*Your instructions*.
Please copy the listing below word for word, with every line in its original order.
— START OF Stored data —
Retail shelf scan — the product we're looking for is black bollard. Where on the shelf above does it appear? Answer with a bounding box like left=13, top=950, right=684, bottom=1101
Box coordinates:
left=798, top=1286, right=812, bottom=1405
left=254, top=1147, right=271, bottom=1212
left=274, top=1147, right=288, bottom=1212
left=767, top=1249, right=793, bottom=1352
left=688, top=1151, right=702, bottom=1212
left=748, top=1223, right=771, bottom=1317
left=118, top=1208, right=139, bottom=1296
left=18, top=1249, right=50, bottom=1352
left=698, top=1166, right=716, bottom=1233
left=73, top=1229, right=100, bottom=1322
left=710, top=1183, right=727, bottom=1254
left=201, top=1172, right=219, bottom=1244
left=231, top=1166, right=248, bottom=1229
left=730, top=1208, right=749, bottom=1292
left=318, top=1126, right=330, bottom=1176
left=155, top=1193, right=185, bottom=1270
— END OF Stored data —
*Solution to the problem*.
Retail shelf scan — the product we're looking for is black bollard. Where on the shelf above does it appear? Answer with a bounding box like left=13, top=950, right=684, bottom=1101
Box coordinates:
left=798, top=1286, right=812, bottom=1405
left=254, top=1147, right=271, bottom=1212
left=274, top=1147, right=288, bottom=1212
left=767, top=1249, right=793, bottom=1352
left=688, top=1151, right=702, bottom=1212
left=748, top=1223, right=771, bottom=1317
left=118, top=1208, right=139, bottom=1296
left=18, top=1249, right=50, bottom=1352
left=698, top=1166, right=716, bottom=1233
left=73, top=1229, right=100, bottom=1322
left=710, top=1183, right=727, bottom=1254
left=201, top=1172, right=219, bottom=1244
left=231, top=1166, right=248, bottom=1229
left=730, top=1208, right=749, bottom=1292
left=318, top=1126, right=330, bottom=1176
left=155, top=1193, right=185, bottom=1270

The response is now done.